- QUOTED TEXT
+ + +

1. A uniform resource locator (URL) purification method comprising:
matching an original URL with a domain name in a domain name set which is capable of being purified;
locating a successfully-matched domain name to a corresponding URL template set;
matching the original URL with a regular expression of a URL template in the URL template set;
determining whether the template in which the regular expression is matched successfully includes a command word; if yes, processing the URL according to the command word, if not, returning to the original URL; and
outputting a purified new URL.
2. The URL purification method according to claim 1, wherein,
when it is determined that the command word included in the template in which the regular expression is matched successfully is GoodsID, and the template in which the regular expression is matched successfully includes a customized form, processing the URL according to the command word, including extracting the GoodsID and generating a new URL according to a standard of the customized form.
3. The URL purification method according to claim 1, wherein:
when it is determined that the command word included in the template in which the regular expression is matched successfully is truncate, extracting grouping matching parts in the successfully-matched regular expression and combining the grouping matching parts into a new URL.
4. The URL purification method according to claim 1, wherein:
when it is determined that the command word included in the template in which the regular expression matches successfully is grouping command, processing grouping strings and combining the grouping strings into a new URL.

+ + +

- STATED EXERCISE 1
In the URL purification claims, what does the method do when the successfully matched template has no command word?
- STATED EXERCISE 2
Resume the URL purification claims from the point where they end.

- EXCERPTED RECORDS
+ + +

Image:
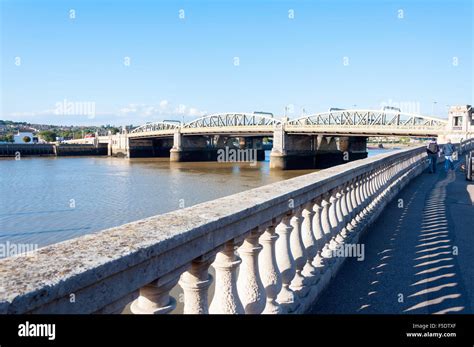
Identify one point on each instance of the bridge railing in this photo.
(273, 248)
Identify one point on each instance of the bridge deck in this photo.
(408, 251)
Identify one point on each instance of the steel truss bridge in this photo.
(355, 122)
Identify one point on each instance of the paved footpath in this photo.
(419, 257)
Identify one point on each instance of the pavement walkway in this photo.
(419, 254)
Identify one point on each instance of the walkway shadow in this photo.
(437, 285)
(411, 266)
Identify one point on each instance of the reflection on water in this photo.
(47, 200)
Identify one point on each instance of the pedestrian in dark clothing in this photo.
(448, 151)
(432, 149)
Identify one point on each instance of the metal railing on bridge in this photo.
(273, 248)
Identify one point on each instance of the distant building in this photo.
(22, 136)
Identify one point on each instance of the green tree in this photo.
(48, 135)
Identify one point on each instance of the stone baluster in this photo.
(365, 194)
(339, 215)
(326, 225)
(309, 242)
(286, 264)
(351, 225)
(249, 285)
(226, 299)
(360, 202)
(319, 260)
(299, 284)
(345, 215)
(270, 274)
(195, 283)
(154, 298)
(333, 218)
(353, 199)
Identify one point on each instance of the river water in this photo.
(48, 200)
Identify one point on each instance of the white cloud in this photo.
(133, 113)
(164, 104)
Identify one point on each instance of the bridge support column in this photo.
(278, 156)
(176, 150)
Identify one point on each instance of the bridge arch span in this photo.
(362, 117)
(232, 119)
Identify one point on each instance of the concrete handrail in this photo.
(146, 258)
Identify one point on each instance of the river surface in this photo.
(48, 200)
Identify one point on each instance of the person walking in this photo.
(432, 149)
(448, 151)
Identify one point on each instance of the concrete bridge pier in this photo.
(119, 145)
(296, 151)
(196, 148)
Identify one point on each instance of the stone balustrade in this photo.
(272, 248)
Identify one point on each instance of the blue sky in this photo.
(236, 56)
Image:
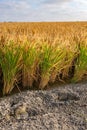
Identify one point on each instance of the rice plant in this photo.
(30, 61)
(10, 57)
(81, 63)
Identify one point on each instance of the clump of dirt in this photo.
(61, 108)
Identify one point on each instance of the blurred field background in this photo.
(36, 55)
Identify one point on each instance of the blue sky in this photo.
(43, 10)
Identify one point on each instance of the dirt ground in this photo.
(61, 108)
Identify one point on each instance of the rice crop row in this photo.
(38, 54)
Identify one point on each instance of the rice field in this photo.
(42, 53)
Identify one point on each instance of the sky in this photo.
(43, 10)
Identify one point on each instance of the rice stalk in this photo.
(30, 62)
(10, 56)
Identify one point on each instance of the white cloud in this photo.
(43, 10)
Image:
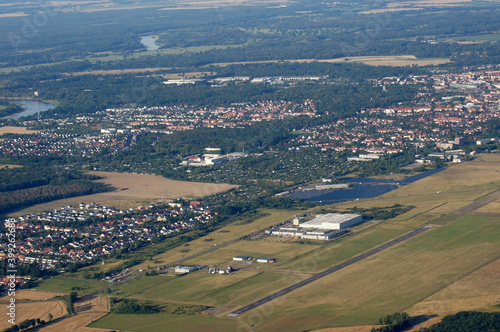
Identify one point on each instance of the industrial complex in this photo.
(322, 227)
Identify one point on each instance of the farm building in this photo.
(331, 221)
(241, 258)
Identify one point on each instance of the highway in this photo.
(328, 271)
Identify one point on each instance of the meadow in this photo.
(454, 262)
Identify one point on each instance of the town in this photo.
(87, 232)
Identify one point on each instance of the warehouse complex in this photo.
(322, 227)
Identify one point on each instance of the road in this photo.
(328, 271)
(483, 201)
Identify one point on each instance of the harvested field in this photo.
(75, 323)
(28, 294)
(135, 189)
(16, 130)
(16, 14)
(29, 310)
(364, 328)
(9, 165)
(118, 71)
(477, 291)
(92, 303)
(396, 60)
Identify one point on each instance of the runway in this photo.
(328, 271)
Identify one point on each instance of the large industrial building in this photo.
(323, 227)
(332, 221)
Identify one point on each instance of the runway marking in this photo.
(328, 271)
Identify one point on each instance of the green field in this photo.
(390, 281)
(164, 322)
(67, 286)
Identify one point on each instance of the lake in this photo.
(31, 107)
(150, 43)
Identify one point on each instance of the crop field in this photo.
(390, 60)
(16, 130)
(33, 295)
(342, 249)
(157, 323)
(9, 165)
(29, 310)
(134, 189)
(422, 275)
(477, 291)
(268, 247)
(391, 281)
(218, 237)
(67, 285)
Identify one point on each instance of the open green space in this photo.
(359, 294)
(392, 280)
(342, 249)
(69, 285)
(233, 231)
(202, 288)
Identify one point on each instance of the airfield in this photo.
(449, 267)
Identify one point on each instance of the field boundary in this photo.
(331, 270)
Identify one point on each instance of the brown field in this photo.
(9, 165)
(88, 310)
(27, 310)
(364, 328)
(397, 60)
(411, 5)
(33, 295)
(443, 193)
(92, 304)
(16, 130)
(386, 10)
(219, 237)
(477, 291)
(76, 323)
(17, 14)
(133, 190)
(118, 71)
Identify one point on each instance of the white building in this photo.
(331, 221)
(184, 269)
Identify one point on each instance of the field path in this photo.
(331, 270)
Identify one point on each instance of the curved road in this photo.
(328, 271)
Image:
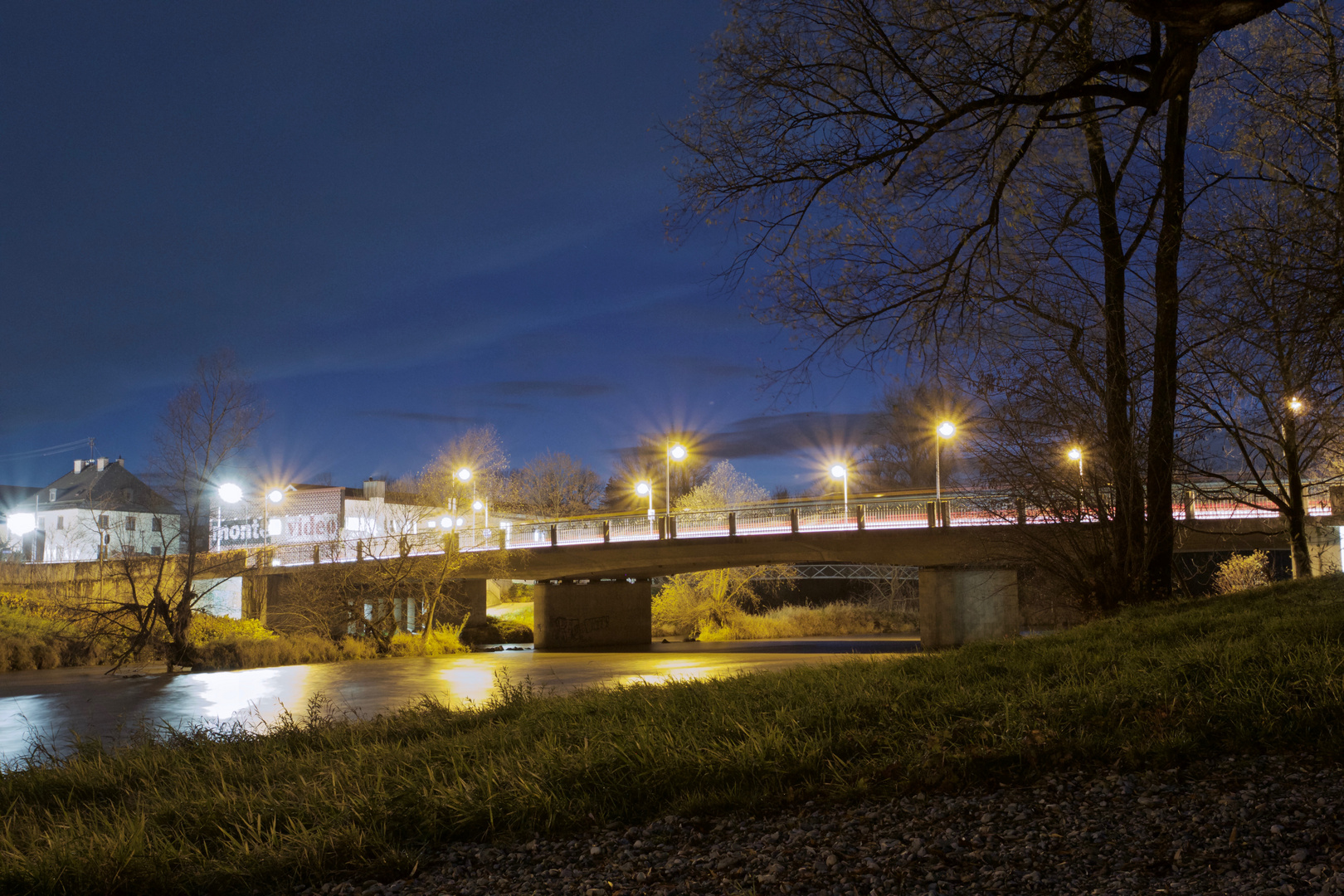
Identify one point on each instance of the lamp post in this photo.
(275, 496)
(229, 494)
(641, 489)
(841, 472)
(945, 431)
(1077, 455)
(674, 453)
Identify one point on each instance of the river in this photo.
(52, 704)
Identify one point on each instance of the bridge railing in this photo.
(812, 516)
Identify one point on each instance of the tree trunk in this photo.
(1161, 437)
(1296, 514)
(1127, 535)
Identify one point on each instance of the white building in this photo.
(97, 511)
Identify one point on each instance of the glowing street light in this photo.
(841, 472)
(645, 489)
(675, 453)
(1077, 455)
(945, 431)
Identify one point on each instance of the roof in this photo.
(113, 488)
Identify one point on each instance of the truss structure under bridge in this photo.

+ + +

- FINAL RESULT 1
It returns to the original URL.

- FINAL RESULT 2
5. The URL purification method according to claim 4, wherein:
when the grouping command includes a low_n command, it is represented that the nth group is transformed into a lower-case form; when the grouping command includes an up_n command, it is represented that the nth group is transformed into an upper-case form.
6. The URL purification method according to claim 1, wherein:
when it is determined that the command word included in the template in which the regular expression is matched successfully is GoodsID, but the template in which the regular expression is matched successfully does not include a customized form, further determining whether the template in which the regular expression is matched successfully includes a command word truncate, if yes, extracting grouping matching parts in the successfully-matched regular expression, combining the grouping matching parts into a new URL; otherwise, further determining whether the template in which the regular expression is matched successfully includes a command word grouping command, if yes, processing grouping strings and combining the grouping strings into a new URL; otherwise, returning the original URL.
7. The URL purification method according to claim 1, wherein,
the domain name set comprises one or more domain names, the URL template set comprises one or more URL templates.
8. The URL purification method according to claim 1, wherein,
the URL template comprises a domain name, a regular expression and a command word.
9. The URL purification method according to claim 8, wherein,
the URL template further comprises a customized form.
10. (canceled)
11. A non-transitory computer readable medium having computer programs stored thereon that, when executed by one or more processors of a server, cause the server to perform;
matching an original URL with a domain name in a domain name set which is capable of being purified;
locating a successfully-matched domain name to a corresponding URL template set;
matching the original URL with a regular expression of a URL template in the URL template set;
determining whether the template in which the regular expression is matched successfully includes a command word: if yes, processing the URL according to the command word, if not, returning to the original URL; and
outputting a purified new URL.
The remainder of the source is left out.